### [Task prompt]
Reproduce every line of the data below verbatim, without changing anything.

### [Input data]
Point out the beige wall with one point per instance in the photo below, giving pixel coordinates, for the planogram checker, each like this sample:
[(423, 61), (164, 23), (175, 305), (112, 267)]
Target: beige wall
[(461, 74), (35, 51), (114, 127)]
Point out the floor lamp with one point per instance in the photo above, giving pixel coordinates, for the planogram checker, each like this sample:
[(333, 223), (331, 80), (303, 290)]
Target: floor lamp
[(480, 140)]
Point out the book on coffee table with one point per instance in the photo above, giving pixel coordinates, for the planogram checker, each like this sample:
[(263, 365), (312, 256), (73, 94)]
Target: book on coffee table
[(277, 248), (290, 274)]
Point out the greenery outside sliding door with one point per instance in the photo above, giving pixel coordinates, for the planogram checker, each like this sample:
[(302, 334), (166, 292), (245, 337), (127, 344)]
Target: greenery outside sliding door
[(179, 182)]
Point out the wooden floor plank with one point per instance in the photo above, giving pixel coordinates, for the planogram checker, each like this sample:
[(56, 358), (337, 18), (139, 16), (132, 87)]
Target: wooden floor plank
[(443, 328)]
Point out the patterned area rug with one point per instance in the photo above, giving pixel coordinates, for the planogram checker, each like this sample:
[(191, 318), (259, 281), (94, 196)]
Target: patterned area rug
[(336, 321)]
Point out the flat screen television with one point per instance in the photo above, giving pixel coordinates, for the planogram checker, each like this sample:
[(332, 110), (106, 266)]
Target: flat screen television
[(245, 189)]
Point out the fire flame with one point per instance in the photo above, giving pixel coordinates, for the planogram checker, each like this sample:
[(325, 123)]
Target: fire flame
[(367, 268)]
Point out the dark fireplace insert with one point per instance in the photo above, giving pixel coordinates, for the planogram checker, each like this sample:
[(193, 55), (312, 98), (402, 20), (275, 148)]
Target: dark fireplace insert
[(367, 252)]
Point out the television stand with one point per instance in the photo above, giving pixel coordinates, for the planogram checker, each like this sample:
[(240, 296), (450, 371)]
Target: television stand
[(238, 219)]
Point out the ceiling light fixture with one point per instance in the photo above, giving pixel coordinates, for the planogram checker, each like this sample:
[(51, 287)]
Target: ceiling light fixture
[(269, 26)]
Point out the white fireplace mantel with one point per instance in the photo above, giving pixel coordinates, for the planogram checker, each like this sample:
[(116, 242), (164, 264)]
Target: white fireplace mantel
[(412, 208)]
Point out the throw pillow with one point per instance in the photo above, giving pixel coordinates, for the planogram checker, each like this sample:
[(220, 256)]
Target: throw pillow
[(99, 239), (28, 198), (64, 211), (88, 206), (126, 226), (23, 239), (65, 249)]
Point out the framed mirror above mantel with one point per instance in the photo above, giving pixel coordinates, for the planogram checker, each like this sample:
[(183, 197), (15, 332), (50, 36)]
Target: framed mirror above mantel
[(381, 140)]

### [Response to this task]
Point out the beige wall with one point per instance in the photo below, giving pixel coordinates, for the planogram checker, each like this sample:
[(423, 61), (164, 23), (175, 305), (112, 267)]
Target: beige wall
[(461, 74), (35, 51), (114, 127)]
Point out the floor lamp with one point per instance in the photo above, giving pixel coordinates, for the planogram checker, each like this sample:
[(333, 223), (331, 80), (303, 290)]
Target: floor lamp
[(480, 140)]
Point out the book on coffee table with one point per instance in the photo above, giving pixel coordinates, for the planogram checker, each like this sample:
[(263, 365), (312, 256), (73, 94)]
Target: book on coffee table
[(277, 248), (290, 274)]
Point out the greenery outside sliding door with one point per instance in the photo above, giving pixel coordinates, for the planogram checker, each like this sample:
[(302, 334), (166, 292), (245, 337), (127, 344)]
Target: greenery outside sliding door
[(179, 182)]
Point out the wooden floor plank with one point per instance in the photo above, giving pixel coordinates, for the planogram checker, each like this sample:
[(56, 358), (337, 18), (139, 16), (132, 87)]
Target: wooden floor plank
[(443, 328)]
Point out the patterned area rug with one point per instance in the photo above, giving pixel coordinates, for the planogram checker, each like this sample:
[(191, 318), (259, 281), (94, 196)]
Target: patterned area rug
[(336, 321)]
Point out the flat screen television with one point per instance in the photo above, giving pixel coordinates, for the planogram checker, each like this sample:
[(332, 110), (106, 266)]
Target: flat screen television
[(245, 189)]
Point out the fire flame with one point per instance in the photo above, giving pixel coordinates, for the planogram checker, each like this sample:
[(325, 123)]
Target: fire flame
[(367, 268)]
Point out the dark fireplace insert with one point per instance in the photo above, giving pixel coordinates, for the planogram checker, each like this sample:
[(193, 55), (312, 98), (402, 20), (275, 148)]
Target: dark fireplace insert
[(367, 252)]
Point out the television stand with one point per instance in the photo above, giving pixel coordinates, for the planogram checker, each like this sample:
[(240, 296), (450, 371)]
Target: television stand
[(238, 219)]
Point out the ceiling light fixture with one point per instance in the photo above, giving pixel coordinates, for the planogram checker, each like this sample:
[(51, 287)]
Target: ceiling light fixture
[(269, 26)]
Point out the white fireplace mantel with one point per instance in the photo above, giving pixel coordinates, for the planogram checker, each like this sample:
[(116, 242), (164, 264)]
Target: white fireplace mantel
[(412, 208)]
Point out the throw pillow with one point per instance in the photo above, giving pixel coordinates, for the planogram checker, each like this sample:
[(220, 256)]
Target: throw pillow
[(99, 239), (28, 198), (64, 211), (88, 206), (126, 226), (23, 239), (65, 249)]
Point out the framed mirror above mantel with one point per instance in the photo above, giving pixel coordinates, for the planogram checker, each like this sample:
[(183, 197), (15, 332), (50, 36)]
Target: framed mirror above mantel
[(381, 140)]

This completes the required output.